=== SUPPLIED RECORDS ===

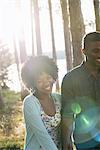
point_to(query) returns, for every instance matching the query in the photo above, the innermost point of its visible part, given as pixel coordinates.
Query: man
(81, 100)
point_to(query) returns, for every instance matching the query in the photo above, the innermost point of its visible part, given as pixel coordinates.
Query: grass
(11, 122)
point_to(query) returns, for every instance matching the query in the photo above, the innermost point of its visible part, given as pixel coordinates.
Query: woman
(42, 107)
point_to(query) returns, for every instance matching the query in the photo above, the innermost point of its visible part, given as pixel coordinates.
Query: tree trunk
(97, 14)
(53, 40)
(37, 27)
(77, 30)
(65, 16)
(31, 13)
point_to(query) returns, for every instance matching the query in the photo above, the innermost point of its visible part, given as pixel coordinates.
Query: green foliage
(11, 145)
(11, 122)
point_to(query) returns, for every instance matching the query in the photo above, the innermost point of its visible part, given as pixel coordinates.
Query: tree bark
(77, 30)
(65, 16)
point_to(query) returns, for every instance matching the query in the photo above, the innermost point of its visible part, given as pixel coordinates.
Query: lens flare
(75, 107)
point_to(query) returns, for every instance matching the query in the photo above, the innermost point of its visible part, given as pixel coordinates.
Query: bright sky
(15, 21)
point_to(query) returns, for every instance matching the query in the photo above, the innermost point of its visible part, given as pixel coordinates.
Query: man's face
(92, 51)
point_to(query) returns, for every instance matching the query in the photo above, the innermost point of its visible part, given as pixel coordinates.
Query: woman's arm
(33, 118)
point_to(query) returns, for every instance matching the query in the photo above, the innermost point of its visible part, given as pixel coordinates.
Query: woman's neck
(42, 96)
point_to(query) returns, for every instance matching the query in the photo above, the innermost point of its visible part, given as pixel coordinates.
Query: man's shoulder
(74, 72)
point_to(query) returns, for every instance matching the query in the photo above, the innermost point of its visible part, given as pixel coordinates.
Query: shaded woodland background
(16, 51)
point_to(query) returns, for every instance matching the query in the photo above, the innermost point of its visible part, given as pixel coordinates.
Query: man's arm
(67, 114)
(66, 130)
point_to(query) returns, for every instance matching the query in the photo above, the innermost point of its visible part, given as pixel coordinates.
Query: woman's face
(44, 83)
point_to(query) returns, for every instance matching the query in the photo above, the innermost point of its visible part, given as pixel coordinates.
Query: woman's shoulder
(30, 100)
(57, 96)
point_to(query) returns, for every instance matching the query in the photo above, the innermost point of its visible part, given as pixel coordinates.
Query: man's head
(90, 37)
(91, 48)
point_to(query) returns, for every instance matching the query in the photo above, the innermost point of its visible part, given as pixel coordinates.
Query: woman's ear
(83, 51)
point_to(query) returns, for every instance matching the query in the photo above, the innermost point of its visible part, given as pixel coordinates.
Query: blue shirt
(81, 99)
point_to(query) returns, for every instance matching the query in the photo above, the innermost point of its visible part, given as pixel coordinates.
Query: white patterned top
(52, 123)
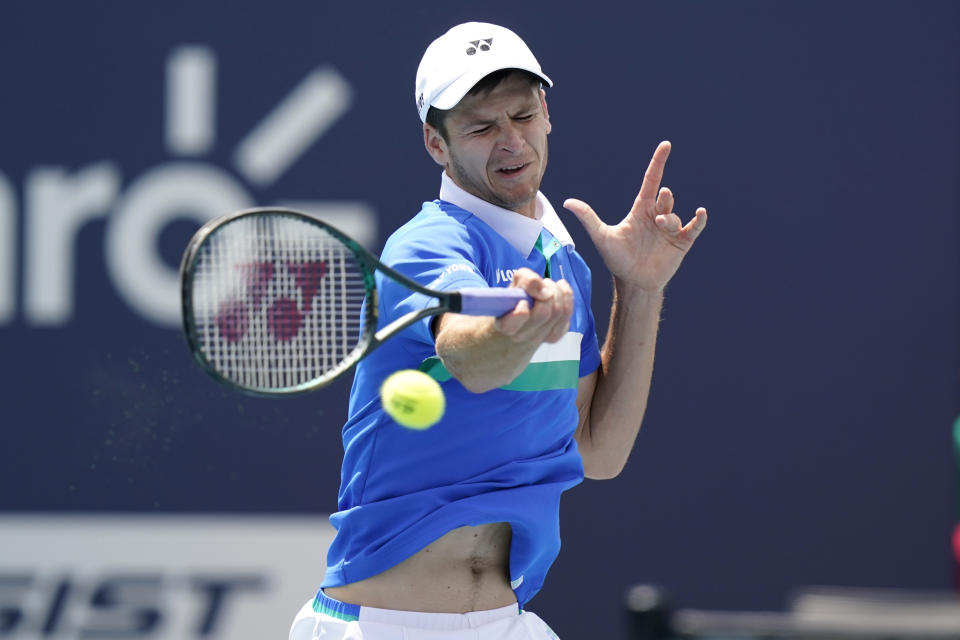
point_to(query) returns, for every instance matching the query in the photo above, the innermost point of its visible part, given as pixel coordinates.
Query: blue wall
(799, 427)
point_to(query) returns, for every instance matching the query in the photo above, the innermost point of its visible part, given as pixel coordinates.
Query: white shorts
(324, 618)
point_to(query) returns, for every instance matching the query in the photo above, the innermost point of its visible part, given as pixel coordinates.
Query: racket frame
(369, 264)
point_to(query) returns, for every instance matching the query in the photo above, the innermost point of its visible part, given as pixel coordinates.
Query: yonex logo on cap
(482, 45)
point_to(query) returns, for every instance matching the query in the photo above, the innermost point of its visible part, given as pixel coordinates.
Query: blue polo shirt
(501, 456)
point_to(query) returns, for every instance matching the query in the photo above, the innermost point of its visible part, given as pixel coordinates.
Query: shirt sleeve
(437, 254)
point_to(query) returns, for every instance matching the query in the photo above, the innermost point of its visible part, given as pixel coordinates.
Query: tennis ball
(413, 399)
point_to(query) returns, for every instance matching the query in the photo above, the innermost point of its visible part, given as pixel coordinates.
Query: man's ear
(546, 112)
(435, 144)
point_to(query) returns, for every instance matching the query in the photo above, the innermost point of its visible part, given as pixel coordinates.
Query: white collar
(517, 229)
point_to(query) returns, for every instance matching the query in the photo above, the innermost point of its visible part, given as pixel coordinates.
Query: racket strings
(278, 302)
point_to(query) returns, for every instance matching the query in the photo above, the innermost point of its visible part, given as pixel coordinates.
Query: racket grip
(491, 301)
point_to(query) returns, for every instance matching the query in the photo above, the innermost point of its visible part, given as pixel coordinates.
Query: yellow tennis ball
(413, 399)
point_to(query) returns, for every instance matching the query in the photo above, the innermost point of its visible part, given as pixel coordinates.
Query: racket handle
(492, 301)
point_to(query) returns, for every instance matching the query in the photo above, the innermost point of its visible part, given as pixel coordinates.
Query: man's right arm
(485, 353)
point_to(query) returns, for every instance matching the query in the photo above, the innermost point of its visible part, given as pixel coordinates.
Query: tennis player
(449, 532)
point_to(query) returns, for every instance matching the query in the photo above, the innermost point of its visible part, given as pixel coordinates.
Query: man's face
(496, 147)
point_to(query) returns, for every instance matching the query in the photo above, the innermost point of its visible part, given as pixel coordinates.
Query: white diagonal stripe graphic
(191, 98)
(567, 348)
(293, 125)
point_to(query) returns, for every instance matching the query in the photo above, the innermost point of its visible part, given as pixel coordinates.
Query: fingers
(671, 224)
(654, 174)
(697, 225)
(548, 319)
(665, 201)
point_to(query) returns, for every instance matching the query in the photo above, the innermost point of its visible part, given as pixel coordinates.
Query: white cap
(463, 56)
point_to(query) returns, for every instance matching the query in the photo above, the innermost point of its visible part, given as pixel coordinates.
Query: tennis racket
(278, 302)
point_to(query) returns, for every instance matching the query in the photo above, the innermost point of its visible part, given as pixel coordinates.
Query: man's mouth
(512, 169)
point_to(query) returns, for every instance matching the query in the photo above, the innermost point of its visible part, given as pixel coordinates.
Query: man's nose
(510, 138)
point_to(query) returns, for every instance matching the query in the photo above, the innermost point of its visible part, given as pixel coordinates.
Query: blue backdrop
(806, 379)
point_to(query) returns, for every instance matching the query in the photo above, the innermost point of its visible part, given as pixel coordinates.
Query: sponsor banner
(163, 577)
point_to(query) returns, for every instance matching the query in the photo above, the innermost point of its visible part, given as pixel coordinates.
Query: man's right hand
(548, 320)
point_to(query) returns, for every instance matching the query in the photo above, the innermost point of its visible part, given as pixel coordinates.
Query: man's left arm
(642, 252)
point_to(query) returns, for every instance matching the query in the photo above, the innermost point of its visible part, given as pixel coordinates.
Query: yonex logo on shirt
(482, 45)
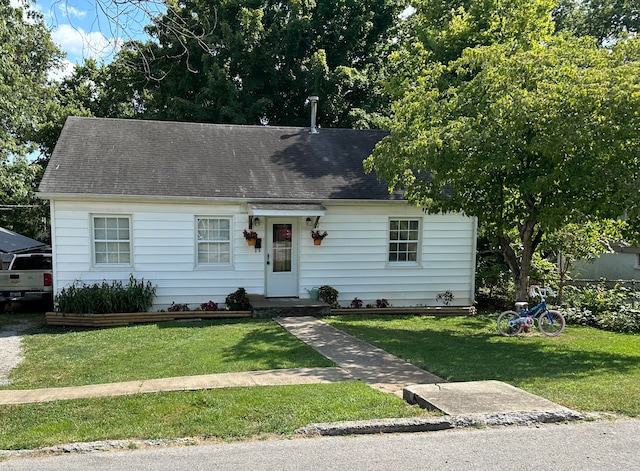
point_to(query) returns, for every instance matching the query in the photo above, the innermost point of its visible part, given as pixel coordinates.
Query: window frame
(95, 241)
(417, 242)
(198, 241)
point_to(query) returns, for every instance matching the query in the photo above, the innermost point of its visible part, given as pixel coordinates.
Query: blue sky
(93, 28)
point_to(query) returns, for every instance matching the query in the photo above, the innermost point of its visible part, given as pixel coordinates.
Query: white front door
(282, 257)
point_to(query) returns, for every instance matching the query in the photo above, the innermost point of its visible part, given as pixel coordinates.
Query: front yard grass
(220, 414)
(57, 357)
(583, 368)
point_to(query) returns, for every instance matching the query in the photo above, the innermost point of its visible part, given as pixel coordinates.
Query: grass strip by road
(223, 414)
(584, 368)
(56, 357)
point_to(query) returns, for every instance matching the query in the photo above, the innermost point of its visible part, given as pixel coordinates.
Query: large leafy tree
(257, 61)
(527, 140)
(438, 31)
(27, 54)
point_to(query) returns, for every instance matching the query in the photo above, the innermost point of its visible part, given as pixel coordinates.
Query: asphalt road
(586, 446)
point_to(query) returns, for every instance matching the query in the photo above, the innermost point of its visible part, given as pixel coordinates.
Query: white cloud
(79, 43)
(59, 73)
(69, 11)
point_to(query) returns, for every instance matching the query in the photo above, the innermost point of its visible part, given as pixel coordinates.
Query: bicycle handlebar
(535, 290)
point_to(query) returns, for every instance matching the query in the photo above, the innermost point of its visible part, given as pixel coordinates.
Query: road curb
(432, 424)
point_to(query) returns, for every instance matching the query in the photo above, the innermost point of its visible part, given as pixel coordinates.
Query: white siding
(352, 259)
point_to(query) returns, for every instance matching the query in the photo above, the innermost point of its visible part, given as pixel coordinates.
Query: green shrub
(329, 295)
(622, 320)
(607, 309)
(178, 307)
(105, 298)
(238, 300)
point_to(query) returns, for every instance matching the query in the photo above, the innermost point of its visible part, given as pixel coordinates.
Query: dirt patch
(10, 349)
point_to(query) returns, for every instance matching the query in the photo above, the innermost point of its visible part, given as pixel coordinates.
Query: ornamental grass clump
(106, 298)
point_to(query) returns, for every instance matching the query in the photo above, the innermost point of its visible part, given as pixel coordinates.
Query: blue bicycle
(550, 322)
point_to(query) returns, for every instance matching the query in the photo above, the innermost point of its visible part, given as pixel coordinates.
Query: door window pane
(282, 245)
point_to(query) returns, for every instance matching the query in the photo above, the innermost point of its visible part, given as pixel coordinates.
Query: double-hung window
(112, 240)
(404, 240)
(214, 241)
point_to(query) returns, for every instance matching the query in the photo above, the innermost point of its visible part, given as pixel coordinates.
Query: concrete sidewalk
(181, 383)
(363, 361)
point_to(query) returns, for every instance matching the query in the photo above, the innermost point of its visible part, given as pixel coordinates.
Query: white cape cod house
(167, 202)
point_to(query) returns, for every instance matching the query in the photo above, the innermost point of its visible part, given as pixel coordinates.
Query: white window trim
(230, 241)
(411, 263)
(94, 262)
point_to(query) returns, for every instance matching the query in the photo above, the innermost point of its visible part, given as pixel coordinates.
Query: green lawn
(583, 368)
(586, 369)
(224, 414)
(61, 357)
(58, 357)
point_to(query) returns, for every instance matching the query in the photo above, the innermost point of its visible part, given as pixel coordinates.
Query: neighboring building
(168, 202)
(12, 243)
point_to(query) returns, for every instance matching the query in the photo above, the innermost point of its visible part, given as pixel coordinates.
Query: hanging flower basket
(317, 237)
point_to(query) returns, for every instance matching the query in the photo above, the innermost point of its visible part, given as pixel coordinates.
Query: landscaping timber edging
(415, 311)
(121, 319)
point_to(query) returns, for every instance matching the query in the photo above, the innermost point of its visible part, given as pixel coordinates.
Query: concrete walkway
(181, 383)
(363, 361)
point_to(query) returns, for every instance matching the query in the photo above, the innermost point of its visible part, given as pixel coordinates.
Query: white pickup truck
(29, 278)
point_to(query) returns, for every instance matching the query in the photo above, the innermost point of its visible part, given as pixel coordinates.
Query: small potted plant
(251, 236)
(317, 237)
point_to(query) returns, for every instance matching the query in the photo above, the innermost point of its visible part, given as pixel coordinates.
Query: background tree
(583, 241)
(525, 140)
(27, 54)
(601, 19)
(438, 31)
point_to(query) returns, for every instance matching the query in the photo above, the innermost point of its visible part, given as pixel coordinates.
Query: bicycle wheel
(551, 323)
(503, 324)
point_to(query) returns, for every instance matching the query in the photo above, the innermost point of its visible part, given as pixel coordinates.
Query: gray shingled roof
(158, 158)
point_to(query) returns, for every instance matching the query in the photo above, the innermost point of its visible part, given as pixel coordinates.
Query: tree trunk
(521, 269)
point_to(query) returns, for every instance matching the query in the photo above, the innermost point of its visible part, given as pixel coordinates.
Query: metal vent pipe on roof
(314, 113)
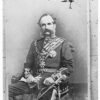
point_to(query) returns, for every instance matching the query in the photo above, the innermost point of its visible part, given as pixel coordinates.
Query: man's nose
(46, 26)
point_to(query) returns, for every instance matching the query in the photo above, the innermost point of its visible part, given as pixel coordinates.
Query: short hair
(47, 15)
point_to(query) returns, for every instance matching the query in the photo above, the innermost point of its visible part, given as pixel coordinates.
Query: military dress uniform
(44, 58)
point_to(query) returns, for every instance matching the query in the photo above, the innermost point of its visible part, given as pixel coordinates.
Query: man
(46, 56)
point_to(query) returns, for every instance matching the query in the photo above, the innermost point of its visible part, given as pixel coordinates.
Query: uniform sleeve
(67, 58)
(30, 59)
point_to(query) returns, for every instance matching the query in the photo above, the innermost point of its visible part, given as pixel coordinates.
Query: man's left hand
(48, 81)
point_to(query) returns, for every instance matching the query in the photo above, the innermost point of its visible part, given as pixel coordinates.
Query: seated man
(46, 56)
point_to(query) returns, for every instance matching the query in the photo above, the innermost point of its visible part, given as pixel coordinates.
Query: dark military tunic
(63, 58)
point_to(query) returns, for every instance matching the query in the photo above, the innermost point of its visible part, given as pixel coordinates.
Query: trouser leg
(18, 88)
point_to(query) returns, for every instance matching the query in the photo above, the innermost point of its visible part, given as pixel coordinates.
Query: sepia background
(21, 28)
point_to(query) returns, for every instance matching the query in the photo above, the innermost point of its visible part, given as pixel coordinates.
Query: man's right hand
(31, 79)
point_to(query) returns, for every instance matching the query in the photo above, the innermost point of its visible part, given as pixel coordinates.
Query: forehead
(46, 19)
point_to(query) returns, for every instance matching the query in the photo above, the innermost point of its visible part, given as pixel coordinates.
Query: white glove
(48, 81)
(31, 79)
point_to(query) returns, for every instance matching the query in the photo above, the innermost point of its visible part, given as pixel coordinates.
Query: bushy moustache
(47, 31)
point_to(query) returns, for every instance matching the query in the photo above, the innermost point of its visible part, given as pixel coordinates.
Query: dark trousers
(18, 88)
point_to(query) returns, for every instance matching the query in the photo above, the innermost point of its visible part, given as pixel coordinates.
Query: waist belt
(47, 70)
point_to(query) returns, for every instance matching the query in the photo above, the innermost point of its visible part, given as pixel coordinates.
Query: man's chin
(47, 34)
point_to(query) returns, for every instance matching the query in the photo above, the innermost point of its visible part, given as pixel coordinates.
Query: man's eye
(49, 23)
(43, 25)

===

### [EXERCISE DESCRIPTION]
The response should consist only of the lines from the one containing "Query: waist belt" to the end of the material above, both included.

### [REPLY]
Query: waist belt
(47, 70)
point_to(query) returns, for every instance matching the query in the photo above, the innermost point of its visible part, given as pixel coordinates.
Query: man's chin
(47, 34)
point_to(query) returns, for every instance matching the query in the photo above, the innermost point of its visible part, given as pixel coordinates.
Query: man's eye
(49, 23)
(43, 25)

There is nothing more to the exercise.